WORK ORDER
The answer must be an exact copy of every entry.

-- THE INPUT follows --

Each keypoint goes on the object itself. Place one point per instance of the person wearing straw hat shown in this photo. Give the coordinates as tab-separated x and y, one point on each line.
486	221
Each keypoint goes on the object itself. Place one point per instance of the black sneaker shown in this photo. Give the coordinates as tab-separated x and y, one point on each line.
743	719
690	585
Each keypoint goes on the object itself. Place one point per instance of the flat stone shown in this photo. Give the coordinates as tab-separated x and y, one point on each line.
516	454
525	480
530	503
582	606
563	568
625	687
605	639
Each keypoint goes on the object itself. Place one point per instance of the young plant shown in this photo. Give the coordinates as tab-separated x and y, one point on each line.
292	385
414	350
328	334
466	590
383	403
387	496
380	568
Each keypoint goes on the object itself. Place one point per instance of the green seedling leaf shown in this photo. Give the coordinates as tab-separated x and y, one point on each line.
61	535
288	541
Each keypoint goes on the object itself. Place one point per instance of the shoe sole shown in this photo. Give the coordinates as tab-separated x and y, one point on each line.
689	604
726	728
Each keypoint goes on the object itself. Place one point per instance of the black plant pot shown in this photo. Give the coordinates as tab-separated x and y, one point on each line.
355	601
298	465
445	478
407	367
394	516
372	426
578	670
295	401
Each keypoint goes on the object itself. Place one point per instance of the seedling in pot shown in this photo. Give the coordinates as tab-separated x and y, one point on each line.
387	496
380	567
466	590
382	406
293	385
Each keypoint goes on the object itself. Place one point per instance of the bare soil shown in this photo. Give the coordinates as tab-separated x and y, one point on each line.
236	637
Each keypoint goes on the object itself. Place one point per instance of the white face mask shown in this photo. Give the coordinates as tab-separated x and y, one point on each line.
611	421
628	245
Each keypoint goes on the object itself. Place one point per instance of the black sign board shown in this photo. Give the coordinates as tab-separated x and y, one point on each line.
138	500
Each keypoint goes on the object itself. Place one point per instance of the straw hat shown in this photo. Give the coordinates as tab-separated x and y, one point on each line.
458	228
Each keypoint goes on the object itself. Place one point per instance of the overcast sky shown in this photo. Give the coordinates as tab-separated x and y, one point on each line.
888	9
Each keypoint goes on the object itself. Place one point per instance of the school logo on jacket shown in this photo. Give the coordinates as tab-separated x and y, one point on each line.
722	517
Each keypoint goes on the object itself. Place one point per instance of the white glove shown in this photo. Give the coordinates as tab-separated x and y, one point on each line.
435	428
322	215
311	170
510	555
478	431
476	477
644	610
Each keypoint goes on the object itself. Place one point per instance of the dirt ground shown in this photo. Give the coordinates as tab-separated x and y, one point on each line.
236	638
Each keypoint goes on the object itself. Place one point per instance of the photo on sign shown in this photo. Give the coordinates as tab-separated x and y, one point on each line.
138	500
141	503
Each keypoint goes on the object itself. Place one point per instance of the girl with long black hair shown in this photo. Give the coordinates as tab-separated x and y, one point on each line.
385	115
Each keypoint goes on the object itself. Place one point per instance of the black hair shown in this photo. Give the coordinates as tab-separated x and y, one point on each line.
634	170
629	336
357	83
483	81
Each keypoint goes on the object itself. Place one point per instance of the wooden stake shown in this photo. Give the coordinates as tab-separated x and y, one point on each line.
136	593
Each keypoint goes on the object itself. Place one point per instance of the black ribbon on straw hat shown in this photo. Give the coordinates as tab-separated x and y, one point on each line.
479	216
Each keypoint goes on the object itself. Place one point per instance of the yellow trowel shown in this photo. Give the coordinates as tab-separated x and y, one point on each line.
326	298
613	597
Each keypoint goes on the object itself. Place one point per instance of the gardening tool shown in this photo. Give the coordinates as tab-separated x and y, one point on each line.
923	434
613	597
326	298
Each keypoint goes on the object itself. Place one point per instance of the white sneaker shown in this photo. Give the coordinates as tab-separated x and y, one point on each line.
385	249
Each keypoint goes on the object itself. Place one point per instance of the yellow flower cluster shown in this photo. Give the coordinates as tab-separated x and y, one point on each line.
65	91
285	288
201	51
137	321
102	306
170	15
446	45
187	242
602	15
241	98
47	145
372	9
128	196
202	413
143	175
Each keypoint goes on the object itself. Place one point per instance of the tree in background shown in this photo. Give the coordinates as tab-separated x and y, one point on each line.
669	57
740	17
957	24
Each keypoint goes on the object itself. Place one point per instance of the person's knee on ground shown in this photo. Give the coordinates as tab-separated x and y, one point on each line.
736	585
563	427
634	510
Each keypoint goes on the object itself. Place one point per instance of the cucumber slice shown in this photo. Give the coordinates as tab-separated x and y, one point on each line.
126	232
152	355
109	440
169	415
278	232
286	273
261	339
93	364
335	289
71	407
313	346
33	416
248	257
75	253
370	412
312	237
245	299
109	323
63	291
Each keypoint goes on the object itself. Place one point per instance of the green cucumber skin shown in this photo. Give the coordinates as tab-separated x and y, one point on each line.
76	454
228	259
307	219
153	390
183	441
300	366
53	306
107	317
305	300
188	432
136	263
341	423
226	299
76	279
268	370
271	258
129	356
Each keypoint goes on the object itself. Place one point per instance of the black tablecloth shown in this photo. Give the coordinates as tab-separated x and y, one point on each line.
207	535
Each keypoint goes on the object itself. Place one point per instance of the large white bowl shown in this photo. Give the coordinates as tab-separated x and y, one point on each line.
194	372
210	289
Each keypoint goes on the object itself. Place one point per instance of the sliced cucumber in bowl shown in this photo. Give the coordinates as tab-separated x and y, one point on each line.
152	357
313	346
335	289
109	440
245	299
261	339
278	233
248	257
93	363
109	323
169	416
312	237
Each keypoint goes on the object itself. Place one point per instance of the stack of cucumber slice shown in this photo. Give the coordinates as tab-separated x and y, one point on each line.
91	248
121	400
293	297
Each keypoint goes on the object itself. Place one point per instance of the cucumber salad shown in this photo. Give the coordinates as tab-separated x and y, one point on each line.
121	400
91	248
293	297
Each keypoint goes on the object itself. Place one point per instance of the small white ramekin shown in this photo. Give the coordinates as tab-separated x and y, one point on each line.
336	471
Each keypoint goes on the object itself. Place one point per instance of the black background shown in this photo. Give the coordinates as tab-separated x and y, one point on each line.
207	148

-- THE INPUT concluded --

TASK RESULT
Each keypoint goes on the object itself. Place one point per instance of the person wearing straw hat shown in this photo. Give the coordinates as tab-separated x and y, one point on each line.
486	221
Each keypoint goes on the object itself. Place one point per instance of the black sneaker shown in this photo. Give the coordinates as tab-separated x and y, one point on each line.
743	719
690	585
Each keypoint goes on the object itself. Place one point per instance of the flat stone shown in this photo. Give the coordinates as tab-separated x and y, one point on each line.
516	454
525	480
530	503
582	606
563	568
625	687
605	639
Each keypoint goes on the object itself. Place one point per instance of the young plant shown in this photo. Give the coordinates as tab-separated x and y, one point on each line.
292	385
414	350
328	334
466	590
383	403
387	496
380	568
Each keypoint goes on the object itself. Place one point per instance of the green seedling leaf shown in this photo. Give the coordinates as tab-separated x and y, one point on each line.
61	535
288	541
Each keypoint goes on the object itself. Place one point per instance of the shoe sole shown in this photo. Give the coordinates as tab-separated x and y, one point on each line.
689	604
726	728
Each keypoint goes on the object itself. Place one point per instance of the black plant pot shown in this photo. Give the coordinates as tab-separated x and y, one point on each line.
355	601
298	465
445	478
407	367
394	516
372	426
578	670
295	401
Each keypoint goes on the object itself. Place one point per instance of the seedling in pot shown in this photo. Give the coordinates as tab-separated x and y, one point on each line.
387	496
380	567
466	590
382	406
293	385
Each keypoint goes on the object itself. Place one point per instance of the bare soil shown in this photo. Give the coordinates as tab-separated x and y, one point on each line.
236	637
Each keypoint goes on the object itself. Place one point per instance of the white face mask shown in this photo. Give the coordinates as tab-separated x and y, one point on each line.
611	421
628	245
Each keypoint goes on the object itself. Place one point per instance of the black sign board shown in this photo. Give the coordinates as tab-separated x and y, one point on each line.
138	500
Each keypoint goes on the object itself. Place one point per instance of the straw hat shown in this photo. Give the coordinates as tab-separated x and y, one point on each line.
458	228
Each keypoint goes on the object itself. Place one point per instance of the overcast sky shown in this photo. Give the coordinates as tab-separated x and y, one point on each line.
888	9
Each keypoint goes on the object itself. Place one point per instance of the school logo on jacket shown in this photo. Give the coordinates as tab-separated x and y, one point on each line.
722	517
Each keypoint goes on the object itself. Place one point per instance of the white glove shown in this photo. Give the coordinates as tab-separated x and y, one point on each line.
435	428
322	215
311	170
510	555
478	431
476	477
644	610
Each keypoint goes on the object itself. Place one point per instance of the dirt ground shown in this photo. Give the coordinates as tab-separated x and y, one point on each line.
236	638
Each keypoint goes on the object itself. Place one point per instance of the photo on sign shown in this photo. Give the coordinates as tab-separated x and y, one point on each line.
138	500
141	503
Each keypoint goes on the object itself. Place one point per instance of the girl with long black hair shown in this photo. Give the coordinates as tab-separated x and y, one point on each line.
385	115
Each keypoint goes on the object itself. Place one point per instance of the black hair shown in this photo. Give the coordinates as tab-separated x and y, one point on each line.
634	170
629	336
357	83
483	81
Each keypoint goes on the object itself. Place one point per instance of the wooden stake shown in this photo. Give the coordinates as tab-separated x and y, one point on each line.
136	593
Each keypoint goes on the object itself. Place one point per instance of the black ribbon on straw hat shown in this photo. Give the coordinates as tab-separated x and y, one point on each line.
479	216
Each keypoint goes on the object itself. Place one point per instance of the yellow trowel shown in this photo. Give the coordinates as tab-separated x and y, one point on each line.
326	298
613	597
Each keypoint goes on the object itself. Place one point per instance of the gardening tool shown in this photo. Give the coordinates as tab-separated x and y, one point on each line.
923	434
613	597
326	298
Each keypoint goes on the object itself. Place one point per instance of the white sneaker shown in this photo. Give the coordinates as tab-separated x and y, one point on each line.
385	249
Each keypoint goes on the object itself. Place one point per instance of the yellow flower cluster shown in this photo. Give the coordinates as tab-separated x and y, one point on each line.
65	91
285	288
201	51
137	321
102	306
170	15
446	45
187	242
602	15
241	98
47	145
372	9
128	196
202	413
143	175
Each keypoint goes on the object itself. Place one point per instance of the tree in background shown in this photo. Give the coordinates as tab-separated x and y, one point on each line.
669	57
740	17
957	24
Each keypoint goes on the object itself. Place one point per instance of the person's knee on ground shown in this photo. Give the coordinates as tab-separated x and y, one point on each line.
736	585
563	427
634	510
Each keypoint goes on the object itself. Place one point per instance of the cucumber slice shown in this photo. Give the coordinates as tab-separated x and y, one point on each line.
126	232
152	355
109	440
169	415
278	232
286	273
261	339
93	364
335	289
71	407
313	346
33	416
248	257
75	253
370	412
312	237
245	299
109	323
63	291
Each keypoint goes on the object itself. Place one point per instance of the green cucumber skin shown in this photo. Give the coordinates as tab-separated x and y, one point on each line.
76	454
228	259
307	219
153	390
183	441
300	366
53	306
107	317
305	300
188	432
136	263
341	423
226	299
76	279
268	370
271	258
129	356
Each keypoint goes on the object itself. Place one point per instance of the black tablecloth shown in this photo. Give the coordinates as tab-separated x and y, one point on each line.
207	535
Each keypoint goes on the object itself. Place one point per instance of the large white bowl shown in this photo. Give the coordinates as tab-separated x and y, one point on each line.
194	372
210	289
Each keypoint goes on the object itself. Place one point per instance of the sliced cucumber in bowl shown in this photo. Give the coordinates as tab-separated x and y, one point on each line.
152	357
313	346
335	289
109	440
245	299
261	339
278	233
248	257
93	363
109	323
169	416
312	237
Each keypoint goes on the object itself. Place one point per instance of the stack of cucumber slice shown in this photo. Give the coordinates as tab-separated x and y, one point on each line.
91	248
121	400
293	297
Each keypoint goes on the object itself. Place one point per instance of the cucumber salad shown in this photo. Give the coordinates as tab-separated x and y, one point on each line.
121	400
91	248
293	297
Each keypoint goes on the object itself. Place one point per instance of the small white ramekin shown in this photo. Give the coordinates as tab-separated x and y, one point on each line.
336	471
Each keypoint goes on the object itself. Place one point per instance of the black background shown in this photo. Give the coordinates as tab-separated x and y, one point on each line.
207	148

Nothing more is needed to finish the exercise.